→ **Excerpted passage**
Data Standards Guardrail
Purpose
Ensure all data classifications, labels, and naming conventions are consistent across backend and frontend. All new features MUST use centralized constants. Prevent taxonomy/enum drift.
Part 1: Single Source of Truth Files
| Domain | Backend | Frontend |
|---|---|---|
| All Classifications | backend/constants.py | frontend/src/constants/index.js |
| Enums (Sale Type, Tenure) | backend/api/contracts/contract_schema.py | frontend/src/schemas/apiContract.js |
RULE: If a constant doesn't exist in these files, ADD IT THERE FIRST.

→ **Entries shown**
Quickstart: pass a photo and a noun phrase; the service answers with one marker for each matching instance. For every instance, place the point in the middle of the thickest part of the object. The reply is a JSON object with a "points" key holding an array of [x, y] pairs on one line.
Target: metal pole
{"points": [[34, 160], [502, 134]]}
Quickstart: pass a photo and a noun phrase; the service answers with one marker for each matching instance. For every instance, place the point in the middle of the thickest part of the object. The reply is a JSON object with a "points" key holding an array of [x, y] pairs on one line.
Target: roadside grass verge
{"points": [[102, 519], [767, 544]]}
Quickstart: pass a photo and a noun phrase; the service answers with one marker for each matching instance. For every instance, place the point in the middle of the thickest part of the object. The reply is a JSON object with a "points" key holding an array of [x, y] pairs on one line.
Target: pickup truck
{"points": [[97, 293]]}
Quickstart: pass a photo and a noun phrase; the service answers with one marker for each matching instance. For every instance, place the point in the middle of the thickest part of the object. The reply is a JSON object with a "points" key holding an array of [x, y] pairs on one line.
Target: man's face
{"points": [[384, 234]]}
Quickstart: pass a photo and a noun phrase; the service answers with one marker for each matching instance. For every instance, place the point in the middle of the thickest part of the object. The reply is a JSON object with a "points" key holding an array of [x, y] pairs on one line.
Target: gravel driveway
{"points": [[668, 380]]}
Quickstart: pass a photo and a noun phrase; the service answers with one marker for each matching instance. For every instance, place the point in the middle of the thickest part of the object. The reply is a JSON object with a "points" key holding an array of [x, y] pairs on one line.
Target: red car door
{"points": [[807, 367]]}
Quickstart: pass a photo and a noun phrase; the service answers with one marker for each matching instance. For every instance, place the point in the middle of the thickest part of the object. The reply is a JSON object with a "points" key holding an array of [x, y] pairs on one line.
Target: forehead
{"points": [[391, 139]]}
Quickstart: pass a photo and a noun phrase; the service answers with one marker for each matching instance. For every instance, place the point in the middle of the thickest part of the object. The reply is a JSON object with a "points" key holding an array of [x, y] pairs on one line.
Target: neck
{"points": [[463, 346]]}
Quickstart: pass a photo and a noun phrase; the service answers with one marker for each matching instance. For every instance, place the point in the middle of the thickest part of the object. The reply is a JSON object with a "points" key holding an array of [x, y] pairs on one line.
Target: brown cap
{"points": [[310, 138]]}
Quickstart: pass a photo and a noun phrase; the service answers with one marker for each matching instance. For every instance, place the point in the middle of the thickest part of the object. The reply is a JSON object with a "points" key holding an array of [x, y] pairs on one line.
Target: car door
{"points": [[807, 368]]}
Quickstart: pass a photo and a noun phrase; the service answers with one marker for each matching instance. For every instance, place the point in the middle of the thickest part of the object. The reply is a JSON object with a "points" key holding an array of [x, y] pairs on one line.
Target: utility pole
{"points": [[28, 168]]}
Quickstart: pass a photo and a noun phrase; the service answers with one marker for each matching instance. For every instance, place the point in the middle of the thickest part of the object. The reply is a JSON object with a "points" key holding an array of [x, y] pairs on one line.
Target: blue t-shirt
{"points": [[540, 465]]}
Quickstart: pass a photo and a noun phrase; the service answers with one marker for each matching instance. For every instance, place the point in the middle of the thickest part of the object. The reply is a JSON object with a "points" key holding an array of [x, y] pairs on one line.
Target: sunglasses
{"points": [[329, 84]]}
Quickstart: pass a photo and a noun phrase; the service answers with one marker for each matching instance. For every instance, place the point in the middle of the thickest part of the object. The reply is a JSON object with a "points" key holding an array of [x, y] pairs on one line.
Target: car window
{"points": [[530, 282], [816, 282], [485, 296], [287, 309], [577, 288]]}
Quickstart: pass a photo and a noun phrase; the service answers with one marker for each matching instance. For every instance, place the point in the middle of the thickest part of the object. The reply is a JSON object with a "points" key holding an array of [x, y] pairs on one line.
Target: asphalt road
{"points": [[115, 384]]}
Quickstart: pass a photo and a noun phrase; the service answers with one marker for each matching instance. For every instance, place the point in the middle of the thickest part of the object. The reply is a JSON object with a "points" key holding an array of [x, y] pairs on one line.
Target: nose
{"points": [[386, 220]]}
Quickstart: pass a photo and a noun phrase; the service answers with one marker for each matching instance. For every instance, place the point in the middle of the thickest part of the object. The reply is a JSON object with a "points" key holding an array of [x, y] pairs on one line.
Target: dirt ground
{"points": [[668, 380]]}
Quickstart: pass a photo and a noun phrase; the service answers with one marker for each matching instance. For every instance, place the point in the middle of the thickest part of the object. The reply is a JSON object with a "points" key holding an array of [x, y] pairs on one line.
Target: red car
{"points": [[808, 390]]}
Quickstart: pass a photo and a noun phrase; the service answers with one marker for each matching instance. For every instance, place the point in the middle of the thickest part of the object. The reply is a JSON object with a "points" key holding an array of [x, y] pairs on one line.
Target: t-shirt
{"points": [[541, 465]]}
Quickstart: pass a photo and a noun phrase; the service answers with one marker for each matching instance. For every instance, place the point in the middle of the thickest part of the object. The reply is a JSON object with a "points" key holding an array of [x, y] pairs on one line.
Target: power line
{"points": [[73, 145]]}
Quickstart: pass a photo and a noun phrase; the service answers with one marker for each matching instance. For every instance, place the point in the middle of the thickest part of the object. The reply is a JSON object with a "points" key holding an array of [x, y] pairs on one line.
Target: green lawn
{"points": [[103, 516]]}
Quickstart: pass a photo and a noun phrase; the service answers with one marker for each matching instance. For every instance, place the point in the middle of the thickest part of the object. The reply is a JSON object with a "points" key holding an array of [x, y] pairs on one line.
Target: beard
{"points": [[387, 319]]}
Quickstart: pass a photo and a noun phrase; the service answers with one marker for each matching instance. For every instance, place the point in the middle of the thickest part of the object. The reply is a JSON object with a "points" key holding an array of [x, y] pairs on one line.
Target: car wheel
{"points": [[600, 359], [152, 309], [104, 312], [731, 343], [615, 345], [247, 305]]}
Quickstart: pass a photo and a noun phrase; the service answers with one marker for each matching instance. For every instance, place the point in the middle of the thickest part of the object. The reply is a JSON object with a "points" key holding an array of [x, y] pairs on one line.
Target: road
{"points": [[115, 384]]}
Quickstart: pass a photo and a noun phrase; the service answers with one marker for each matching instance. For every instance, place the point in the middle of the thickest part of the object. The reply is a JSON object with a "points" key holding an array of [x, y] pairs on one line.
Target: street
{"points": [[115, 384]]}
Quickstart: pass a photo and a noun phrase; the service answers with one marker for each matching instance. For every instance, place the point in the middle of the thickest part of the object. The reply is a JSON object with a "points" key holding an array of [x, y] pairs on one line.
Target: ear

→ **Given exercise**
Copy everything in the data standards guardrail from "Part 1: Single" down to "IT THERE FIRST.", word for word.

→ **Worked answer**
Part 1: Single Source of Truth Files
| Domain | Backend | Frontend |
|---|---|---|
| All Classifications | backend/constants.py | frontend/src/constants/index.js |
| Enums (Sale Type, Tenure) | backend/api/contracts/contract_schema.py | frontend/src/schemas/apiContract.js |
RULE: If a constant doesn't exist in these files, ADD IT THERE FIRST.